What is needed
Each entry below should be reproduced character for character.

Exercise data
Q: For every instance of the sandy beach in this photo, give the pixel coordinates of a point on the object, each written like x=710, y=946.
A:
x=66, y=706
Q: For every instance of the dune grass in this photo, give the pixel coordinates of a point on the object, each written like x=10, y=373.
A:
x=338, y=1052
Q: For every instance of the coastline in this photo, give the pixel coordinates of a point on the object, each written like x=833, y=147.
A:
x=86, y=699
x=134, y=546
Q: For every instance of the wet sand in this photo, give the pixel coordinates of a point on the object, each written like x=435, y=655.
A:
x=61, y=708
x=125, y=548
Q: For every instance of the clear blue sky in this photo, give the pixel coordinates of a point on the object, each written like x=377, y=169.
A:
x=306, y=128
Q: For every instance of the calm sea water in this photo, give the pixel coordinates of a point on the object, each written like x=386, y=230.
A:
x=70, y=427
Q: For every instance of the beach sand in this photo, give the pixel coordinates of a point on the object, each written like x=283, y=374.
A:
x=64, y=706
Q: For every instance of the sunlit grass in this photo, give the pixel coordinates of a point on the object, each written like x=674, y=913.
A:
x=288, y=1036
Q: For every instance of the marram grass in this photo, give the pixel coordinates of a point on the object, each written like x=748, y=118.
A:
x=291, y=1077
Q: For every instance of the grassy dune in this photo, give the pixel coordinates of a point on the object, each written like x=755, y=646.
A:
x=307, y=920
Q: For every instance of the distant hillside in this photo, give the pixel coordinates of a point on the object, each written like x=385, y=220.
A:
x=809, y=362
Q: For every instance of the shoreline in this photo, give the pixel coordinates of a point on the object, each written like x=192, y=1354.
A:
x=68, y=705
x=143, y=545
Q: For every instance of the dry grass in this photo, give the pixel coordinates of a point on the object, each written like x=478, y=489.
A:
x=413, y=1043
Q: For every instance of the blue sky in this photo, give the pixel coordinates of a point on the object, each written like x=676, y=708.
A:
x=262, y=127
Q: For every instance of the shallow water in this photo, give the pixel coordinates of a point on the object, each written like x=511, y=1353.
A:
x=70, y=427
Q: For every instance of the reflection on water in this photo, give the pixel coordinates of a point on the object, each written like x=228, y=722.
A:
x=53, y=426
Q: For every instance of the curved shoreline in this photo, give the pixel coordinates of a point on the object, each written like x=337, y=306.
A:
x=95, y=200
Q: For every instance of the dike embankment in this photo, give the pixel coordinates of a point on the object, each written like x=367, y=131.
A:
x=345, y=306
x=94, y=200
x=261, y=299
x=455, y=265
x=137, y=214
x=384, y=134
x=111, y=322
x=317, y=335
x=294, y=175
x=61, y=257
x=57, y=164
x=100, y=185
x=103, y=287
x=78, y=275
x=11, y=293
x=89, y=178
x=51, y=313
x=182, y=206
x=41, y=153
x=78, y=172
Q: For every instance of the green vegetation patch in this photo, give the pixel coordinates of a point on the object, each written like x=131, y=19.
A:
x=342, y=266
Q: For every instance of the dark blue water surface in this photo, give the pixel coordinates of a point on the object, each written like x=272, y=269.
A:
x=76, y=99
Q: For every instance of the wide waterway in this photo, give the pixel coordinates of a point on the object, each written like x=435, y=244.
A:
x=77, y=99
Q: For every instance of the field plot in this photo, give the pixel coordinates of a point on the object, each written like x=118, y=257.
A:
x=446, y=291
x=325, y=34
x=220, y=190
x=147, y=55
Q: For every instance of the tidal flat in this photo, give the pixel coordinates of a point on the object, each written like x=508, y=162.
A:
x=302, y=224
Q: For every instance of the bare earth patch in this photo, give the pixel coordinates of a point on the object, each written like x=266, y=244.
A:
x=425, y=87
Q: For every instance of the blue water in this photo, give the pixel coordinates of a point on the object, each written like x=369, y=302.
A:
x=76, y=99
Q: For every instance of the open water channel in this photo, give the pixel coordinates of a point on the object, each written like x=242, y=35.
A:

Answer for this exercise
Q: For every instance of the sandy beach in this photo, give the pixel coordinates of a point on the object, each written like x=710, y=946.
A:
x=66, y=706
Q: For every instance of the dune grass in this photo, give the pixel coordinates of a point on the object, each written like x=10, y=373.
A:
x=338, y=1052
Q: For every instance of the coastline in this photo, give the pixel coordinates of a point on the object, each written like x=833, y=147.
A:
x=86, y=699
x=134, y=546
Q: For every instance of the wet sand in this photo, give the pixel coordinates of a point on the object, each written like x=435, y=655.
A:
x=61, y=708
x=125, y=548
Q: For every instance of the clear blue sky in this photo, give the pixel coordinates of a point on the object, each written like x=377, y=169.
A:
x=306, y=128
Q: For every instance of the calm sea water in this photo, give the pixel coordinates of a point on the object, each written like x=386, y=230.
A:
x=70, y=427
Q: For every instance of the beach sand in this photo, give the pixel coordinates of a point on the object, each written like x=283, y=374.
A:
x=64, y=706
Q: For every instance of the sunlit grass in this photo, give the pixel coordinates of a point on the object, each written like x=674, y=913.
A:
x=288, y=1036
Q: For every instance of the marram grass in this photo, give the pixel coordinates of a point on the object, each written like x=748, y=118.
A:
x=291, y=1077
Q: For every instance of the grassy dune in this photo, give the pixel coordinates of a point on the object, each written like x=755, y=646.
A:
x=307, y=920
Q: For every instance of the distant hillside in this photo, give the pixel coordinates of a point on the object, each written like x=385, y=220.
A:
x=809, y=362
Q: For every instance of the shoreline in this photo, give the pixel coordinates of a point on the object, each written like x=192, y=1354.
A:
x=68, y=705
x=143, y=545
Q: For every instance of the dry grass in this photo, give the pixel coordinates of a point on the object, each written like x=478, y=489.
A:
x=413, y=1043
Q: For every instance of the blue sky in this photo, give the pixel coordinates of a point on the object, each written like x=676, y=708.
A:
x=262, y=127
Q: For every instance of the shallow water in this photo, give the pixel coordinates of a point on the object, each written like x=511, y=1353.
A:
x=70, y=427
Q: For every instance of the reflection on water in this photo, give the pixel coordinates of a point on the object, each written like x=228, y=722.
A:
x=53, y=426
Q: For every instance of the curved shoreline in this photo, give the pixel coordinates of a point on the object, each written like x=337, y=306.
A:
x=95, y=200
Q: For every instance of the dike embankment in this photo, give the pixel coordinates of a point on the object, each written like x=367, y=131.
A:
x=345, y=306
x=94, y=200
x=261, y=299
x=455, y=265
x=137, y=214
x=384, y=134
x=111, y=322
x=317, y=335
x=294, y=175
x=61, y=257
x=57, y=164
x=100, y=185
x=103, y=287
x=78, y=275
x=11, y=293
x=89, y=178
x=51, y=313
x=182, y=206
x=41, y=153
x=78, y=172
Q: For every instance of the green vegetation patch in this photo, give the pixel coordinates of a point on the object, each written like x=131, y=19.
A:
x=342, y=266
Q: For every instance of the dark blue water surface in this photo, give the pixel coordinates of a point on the object, each written like x=272, y=269.
A:
x=76, y=99
Q: For every instance of the wide waterway in this photo, give the pixel coordinates of a point on the object, each written like x=435, y=244.
A:
x=77, y=99
Q: For every instance of the field plot in this photo, give the pixel coordinates of a point on the object, each written like x=118, y=257.
A:
x=446, y=291
x=325, y=34
x=220, y=190
x=147, y=55
Q: For every instance of the tidal flat in this photo, give the pixel coordinates of a point on the object, each written like x=508, y=162.
A:
x=302, y=224
Q: For every instance of the bare earth patch in this photo, give the pixel coordinates of a point on the object, each written like x=266, y=244.
A:
x=425, y=87
Q: For every instance of the blue water in this photo, give the pixel coordinates of a point on the object, each written like x=369, y=302.
A:
x=76, y=99
Q: For every instance of the open water channel in this photo, give the pixel coordinates of a point on the object, each written like x=242, y=35.
A:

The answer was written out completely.